§ **Listed records**
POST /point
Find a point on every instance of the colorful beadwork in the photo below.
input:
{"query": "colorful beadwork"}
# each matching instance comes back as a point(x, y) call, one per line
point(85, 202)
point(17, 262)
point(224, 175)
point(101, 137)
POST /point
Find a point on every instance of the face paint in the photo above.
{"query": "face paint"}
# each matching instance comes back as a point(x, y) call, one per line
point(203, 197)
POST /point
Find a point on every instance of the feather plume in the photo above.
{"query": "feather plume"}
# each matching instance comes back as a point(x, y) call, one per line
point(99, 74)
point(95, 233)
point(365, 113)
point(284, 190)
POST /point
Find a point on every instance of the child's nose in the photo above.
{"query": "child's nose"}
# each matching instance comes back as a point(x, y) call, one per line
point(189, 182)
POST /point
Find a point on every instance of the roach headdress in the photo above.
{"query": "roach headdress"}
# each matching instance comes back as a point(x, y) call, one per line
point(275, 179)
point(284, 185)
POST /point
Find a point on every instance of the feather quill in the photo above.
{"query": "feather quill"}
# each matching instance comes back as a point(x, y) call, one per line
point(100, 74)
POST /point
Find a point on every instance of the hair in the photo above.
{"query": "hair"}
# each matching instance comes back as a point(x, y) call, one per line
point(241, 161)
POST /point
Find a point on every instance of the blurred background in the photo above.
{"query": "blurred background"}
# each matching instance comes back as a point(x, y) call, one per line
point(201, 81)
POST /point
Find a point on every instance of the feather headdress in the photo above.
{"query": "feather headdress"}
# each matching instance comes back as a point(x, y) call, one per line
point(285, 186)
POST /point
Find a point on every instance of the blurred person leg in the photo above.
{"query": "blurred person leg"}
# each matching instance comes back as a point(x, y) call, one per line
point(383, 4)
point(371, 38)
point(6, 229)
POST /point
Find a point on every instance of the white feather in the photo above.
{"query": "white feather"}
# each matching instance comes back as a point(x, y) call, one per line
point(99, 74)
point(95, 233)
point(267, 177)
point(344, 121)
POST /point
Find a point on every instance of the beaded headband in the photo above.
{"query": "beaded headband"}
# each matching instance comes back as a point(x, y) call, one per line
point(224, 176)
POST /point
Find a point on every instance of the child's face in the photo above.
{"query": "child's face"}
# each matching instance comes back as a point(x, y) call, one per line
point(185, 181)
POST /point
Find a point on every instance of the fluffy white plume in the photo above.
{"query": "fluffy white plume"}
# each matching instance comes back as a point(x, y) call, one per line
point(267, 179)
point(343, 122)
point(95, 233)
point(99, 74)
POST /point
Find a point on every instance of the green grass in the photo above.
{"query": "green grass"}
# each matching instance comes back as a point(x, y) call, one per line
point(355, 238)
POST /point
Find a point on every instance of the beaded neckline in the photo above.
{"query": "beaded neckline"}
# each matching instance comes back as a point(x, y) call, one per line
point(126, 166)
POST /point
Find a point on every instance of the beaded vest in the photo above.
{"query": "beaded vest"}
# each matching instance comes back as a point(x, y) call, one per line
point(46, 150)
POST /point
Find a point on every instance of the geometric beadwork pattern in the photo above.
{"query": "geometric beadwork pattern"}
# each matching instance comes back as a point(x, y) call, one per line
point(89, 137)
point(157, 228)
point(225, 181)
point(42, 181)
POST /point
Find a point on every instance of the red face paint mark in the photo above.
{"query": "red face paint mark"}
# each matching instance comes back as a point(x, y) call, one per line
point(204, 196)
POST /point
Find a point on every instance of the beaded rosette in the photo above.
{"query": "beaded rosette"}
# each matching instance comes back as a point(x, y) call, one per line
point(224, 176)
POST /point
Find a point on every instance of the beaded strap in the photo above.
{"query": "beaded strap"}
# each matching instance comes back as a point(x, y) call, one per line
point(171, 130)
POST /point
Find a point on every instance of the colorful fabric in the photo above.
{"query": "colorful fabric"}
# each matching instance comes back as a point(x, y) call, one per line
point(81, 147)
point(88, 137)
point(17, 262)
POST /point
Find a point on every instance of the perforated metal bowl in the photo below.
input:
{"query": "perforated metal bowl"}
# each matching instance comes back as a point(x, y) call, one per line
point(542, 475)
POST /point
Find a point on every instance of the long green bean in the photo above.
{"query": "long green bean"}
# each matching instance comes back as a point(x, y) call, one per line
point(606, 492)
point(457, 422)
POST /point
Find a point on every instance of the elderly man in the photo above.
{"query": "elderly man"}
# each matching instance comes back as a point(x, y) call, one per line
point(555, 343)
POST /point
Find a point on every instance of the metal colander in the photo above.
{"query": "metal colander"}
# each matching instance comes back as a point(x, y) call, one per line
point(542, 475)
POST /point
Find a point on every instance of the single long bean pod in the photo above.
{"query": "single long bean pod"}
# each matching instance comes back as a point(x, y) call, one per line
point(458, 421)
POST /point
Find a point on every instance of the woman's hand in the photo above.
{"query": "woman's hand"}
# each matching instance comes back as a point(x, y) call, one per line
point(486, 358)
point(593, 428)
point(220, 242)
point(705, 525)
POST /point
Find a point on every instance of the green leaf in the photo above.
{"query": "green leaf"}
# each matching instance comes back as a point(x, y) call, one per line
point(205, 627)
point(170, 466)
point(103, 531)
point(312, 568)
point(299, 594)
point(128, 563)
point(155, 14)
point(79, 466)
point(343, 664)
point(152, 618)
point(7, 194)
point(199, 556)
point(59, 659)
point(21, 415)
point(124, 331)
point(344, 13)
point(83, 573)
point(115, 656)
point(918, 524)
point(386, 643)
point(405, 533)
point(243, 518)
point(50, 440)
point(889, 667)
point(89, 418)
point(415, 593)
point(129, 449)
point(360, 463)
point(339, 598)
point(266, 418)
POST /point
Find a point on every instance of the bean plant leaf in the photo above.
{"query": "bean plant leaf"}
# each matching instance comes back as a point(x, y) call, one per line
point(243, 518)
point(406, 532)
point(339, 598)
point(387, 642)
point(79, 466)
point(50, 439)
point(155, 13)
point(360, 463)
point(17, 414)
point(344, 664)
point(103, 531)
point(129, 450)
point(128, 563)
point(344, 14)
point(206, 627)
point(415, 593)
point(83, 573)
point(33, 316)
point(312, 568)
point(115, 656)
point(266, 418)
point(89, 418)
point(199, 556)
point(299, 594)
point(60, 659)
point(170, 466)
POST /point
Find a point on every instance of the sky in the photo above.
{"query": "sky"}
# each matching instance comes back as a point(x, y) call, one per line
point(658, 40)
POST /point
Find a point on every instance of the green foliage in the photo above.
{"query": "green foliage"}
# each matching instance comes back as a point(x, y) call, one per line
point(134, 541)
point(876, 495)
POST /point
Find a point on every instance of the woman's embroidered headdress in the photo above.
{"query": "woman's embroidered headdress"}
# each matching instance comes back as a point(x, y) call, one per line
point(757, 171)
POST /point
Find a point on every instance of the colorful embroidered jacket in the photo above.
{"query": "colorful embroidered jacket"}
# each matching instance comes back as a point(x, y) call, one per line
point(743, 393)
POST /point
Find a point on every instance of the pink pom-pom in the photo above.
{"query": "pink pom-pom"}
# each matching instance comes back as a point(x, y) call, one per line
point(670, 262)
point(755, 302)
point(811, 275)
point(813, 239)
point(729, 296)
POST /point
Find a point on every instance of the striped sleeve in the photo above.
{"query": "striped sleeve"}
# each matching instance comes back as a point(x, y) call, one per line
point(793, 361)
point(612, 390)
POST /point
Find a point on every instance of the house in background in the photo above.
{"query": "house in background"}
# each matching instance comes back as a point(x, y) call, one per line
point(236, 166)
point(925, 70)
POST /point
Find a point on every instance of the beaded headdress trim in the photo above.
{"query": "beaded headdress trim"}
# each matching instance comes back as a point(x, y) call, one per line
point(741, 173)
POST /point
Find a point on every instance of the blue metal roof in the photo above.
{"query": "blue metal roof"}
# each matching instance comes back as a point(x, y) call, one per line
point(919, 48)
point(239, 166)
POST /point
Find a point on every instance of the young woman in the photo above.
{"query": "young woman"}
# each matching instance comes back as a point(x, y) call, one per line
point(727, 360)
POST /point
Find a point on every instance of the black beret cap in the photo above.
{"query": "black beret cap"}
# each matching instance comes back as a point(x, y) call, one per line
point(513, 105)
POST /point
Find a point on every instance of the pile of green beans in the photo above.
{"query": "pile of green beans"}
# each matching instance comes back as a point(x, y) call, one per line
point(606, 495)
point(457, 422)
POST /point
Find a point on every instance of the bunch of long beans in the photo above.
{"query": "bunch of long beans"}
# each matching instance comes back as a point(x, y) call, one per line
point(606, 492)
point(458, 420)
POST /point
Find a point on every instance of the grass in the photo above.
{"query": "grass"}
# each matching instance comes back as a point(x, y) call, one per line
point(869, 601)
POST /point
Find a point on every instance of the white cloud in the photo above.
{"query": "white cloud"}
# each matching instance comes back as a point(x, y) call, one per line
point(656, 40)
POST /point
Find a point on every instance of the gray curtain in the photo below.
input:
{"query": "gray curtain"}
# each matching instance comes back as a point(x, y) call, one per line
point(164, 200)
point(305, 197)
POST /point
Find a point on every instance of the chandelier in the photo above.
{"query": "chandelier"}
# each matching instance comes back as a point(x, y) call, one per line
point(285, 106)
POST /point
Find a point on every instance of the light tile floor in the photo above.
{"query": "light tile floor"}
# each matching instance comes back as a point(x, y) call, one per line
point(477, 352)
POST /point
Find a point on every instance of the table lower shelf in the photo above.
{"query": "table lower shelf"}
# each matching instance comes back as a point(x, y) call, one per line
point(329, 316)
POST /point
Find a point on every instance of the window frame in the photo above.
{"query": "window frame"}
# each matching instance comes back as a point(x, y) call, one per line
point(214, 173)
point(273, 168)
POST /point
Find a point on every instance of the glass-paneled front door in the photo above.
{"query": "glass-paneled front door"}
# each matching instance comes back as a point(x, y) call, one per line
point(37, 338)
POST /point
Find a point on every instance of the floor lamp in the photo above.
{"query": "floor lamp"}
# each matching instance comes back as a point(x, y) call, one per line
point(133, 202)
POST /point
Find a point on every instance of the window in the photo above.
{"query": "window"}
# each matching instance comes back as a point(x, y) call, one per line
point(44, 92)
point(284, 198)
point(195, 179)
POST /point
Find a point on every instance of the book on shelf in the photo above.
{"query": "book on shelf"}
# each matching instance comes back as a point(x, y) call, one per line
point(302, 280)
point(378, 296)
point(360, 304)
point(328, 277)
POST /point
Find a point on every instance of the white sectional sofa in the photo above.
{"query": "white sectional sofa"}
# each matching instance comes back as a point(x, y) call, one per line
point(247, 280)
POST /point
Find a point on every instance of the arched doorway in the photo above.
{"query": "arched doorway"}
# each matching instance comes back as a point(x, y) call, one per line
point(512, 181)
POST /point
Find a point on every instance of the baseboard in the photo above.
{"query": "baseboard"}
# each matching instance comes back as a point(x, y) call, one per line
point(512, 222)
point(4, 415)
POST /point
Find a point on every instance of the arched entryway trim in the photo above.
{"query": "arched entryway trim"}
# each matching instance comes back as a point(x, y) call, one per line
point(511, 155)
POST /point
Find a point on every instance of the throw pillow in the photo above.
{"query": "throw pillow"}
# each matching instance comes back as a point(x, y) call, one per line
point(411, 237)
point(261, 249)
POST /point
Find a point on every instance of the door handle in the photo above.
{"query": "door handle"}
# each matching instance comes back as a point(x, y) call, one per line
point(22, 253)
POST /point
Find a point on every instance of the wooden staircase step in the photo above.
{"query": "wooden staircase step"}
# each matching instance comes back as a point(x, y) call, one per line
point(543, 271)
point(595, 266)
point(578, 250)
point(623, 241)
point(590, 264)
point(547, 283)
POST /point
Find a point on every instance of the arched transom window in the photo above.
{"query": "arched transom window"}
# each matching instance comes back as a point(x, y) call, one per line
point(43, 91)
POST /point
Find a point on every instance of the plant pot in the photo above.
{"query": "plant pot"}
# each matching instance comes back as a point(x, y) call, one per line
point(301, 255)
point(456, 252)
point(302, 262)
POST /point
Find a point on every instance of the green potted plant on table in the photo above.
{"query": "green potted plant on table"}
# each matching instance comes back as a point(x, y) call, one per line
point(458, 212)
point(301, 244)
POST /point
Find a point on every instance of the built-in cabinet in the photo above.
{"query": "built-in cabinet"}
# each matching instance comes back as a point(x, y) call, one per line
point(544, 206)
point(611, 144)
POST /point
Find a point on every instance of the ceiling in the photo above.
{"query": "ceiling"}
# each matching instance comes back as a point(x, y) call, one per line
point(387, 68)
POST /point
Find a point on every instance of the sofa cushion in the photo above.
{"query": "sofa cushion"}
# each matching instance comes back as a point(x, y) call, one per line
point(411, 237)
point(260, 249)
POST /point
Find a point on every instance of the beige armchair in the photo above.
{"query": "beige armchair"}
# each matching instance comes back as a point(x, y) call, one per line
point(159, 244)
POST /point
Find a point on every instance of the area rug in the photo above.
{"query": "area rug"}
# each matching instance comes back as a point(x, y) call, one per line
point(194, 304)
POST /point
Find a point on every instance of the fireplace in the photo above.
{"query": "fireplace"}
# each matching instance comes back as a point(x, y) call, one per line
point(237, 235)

§ **Stated goal**
Please recast the material above, from its start through the line containing "point(241, 161)", as a two-column CSV headed input and output, with one row for each text and its answer. Enclose each value in a single quoted field and turn its line breaks into spaces.

§ **Solution for this problem**
input,output
"POST /point Find a point on every instance of the colorful beadwork in the photo below. input: {""query"": ""colorful beadwork""} # each matching instance comes back as a point(x, y) call, one per line","point(85, 202) point(17, 262) point(224, 175) point(101, 137)"
"POST /point Find a point on every instance of the face paint in the photo above. {""query"": ""face paint""} # each matching instance comes back as a point(x, y) call, one per line","point(203, 197)"
"POST /point Find a point on every instance of the feather plume in the photo above. {""query"": ""feather plume""} # each matching instance comes back as a point(x, y) call, one per line","point(99, 74) point(95, 233) point(365, 113) point(284, 190)"
"POST /point Find a point on every instance of the child's nose in the photo above. {""query"": ""child's nose""} # each matching instance comes back as a point(x, y) call, one per line","point(189, 182)"
"POST /point Find a point on every instance of the roach headdress in the photo above. {""query"": ""roach headdress""} # each matching instance comes back as a point(x, y) call, one per line","point(275, 179) point(284, 185)"
"POST /point Find a point on every instance of the feather quill in the photo above. {""query"": ""feather quill""} # each matching instance comes back as a point(x, y) call, one per line","point(100, 74)"
"POST /point Find a point on every instance of the hair in the photo above. {""query"": ""hair""} # each matching instance comes back as a point(x, y) call, one per line","point(241, 161)"